┌─ DATA IN THIS EXERCISE

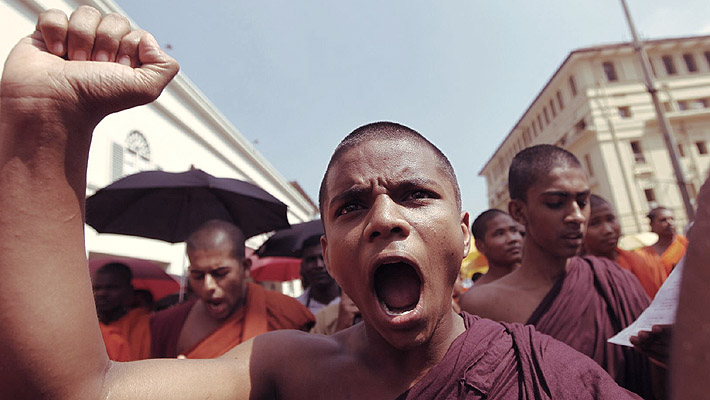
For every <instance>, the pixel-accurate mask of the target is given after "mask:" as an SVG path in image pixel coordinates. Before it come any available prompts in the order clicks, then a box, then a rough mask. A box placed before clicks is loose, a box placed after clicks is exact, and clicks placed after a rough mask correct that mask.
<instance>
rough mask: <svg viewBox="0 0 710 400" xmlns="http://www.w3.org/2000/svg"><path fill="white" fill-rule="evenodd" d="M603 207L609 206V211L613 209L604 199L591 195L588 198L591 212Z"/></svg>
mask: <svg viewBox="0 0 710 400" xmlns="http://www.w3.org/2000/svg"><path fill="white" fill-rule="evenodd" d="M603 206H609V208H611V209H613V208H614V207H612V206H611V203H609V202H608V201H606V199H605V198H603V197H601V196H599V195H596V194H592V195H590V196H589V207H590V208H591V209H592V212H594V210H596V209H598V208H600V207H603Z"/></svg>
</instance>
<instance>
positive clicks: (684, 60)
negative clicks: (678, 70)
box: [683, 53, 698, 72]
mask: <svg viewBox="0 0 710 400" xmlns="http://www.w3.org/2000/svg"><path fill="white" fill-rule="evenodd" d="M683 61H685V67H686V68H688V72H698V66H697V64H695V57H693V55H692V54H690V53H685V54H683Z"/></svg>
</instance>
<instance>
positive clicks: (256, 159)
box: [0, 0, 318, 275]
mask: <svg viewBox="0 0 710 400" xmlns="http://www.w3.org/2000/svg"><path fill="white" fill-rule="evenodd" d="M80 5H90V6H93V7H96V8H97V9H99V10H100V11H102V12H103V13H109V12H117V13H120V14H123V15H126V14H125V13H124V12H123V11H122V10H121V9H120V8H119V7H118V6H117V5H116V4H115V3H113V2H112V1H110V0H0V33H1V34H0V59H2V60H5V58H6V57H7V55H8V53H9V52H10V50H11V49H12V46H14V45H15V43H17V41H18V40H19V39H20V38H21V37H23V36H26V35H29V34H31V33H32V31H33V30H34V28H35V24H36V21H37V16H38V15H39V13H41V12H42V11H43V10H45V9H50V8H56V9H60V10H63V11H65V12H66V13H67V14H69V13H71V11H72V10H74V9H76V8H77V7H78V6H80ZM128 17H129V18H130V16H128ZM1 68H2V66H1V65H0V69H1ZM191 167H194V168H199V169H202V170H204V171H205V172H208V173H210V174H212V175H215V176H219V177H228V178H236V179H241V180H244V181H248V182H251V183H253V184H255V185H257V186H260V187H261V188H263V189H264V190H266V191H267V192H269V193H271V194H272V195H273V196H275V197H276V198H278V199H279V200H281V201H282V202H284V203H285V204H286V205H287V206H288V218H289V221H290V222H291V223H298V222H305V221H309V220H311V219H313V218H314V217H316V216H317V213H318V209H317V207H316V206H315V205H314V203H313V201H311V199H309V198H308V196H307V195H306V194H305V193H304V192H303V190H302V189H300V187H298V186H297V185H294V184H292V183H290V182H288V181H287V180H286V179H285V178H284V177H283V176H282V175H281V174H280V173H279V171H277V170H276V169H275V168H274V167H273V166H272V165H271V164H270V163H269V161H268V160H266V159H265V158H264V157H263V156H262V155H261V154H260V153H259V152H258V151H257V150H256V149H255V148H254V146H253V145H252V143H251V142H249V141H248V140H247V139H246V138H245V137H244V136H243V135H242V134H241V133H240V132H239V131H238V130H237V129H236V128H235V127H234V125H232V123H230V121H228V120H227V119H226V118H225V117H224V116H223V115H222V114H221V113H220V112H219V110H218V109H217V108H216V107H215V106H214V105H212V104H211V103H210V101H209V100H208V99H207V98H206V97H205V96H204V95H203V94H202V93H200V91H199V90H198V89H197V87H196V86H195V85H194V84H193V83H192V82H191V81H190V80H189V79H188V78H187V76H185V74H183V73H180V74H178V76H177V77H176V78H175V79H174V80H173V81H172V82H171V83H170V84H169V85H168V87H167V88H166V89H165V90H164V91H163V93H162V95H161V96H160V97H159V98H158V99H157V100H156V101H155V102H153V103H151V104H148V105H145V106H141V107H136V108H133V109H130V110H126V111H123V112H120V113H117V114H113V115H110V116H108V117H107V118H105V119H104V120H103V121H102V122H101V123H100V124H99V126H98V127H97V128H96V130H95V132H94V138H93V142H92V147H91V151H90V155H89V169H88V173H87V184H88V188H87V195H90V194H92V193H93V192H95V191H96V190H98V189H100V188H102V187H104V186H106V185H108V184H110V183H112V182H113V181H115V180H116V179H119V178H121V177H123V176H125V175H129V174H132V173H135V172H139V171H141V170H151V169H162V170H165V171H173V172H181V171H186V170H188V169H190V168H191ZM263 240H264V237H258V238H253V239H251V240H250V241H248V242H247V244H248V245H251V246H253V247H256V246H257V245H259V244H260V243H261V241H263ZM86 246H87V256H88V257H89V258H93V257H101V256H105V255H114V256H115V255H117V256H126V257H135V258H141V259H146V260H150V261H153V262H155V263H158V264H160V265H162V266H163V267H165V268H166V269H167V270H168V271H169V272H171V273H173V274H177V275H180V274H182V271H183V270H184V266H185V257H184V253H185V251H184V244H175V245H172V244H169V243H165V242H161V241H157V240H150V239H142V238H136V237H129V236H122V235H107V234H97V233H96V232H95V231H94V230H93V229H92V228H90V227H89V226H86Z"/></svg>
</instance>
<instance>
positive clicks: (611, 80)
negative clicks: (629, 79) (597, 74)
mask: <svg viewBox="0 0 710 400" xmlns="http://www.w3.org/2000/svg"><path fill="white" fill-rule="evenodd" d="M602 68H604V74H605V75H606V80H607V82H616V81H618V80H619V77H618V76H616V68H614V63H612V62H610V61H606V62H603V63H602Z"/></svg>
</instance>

└─

### EXERCISE PROMPT
If a line falls between the first line of the records above and the line containing "negative clicks: (678, 70)", inclusive, retype it exactly; leave pictures out.

### REPLY
For every <instance>, the pixel-accurate mask of the target is given after "mask:" as an SVG path in image pixel coordinates. Before it come any available prompts in the order clicks, then a box, then a rough mask. A box placed before clicks is loose, a box placed after clicks is exact, and clicks placed after a rough mask correct that mask.
<instance>
rough mask: <svg viewBox="0 0 710 400" xmlns="http://www.w3.org/2000/svg"><path fill="white" fill-rule="evenodd" d="M603 207L609 206V211L613 209L604 199L591 195L588 198L591 212Z"/></svg>
mask: <svg viewBox="0 0 710 400" xmlns="http://www.w3.org/2000/svg"><path fill="white" fill-rule="evenodd" d="M603 206H609V208H611V209H613V208H614V207H612V206H611V203H609V202H608V201H606V199H605V198H603V197H601V196H599V195H596V194H592V195H590V196H589V207H590V208H591V209H592V212H594V210H596V209H598V208H600V207H603Z"/></svg>
</instance>
<instance>
positive clicks: (684, 60)
negative clicks: (678, 70)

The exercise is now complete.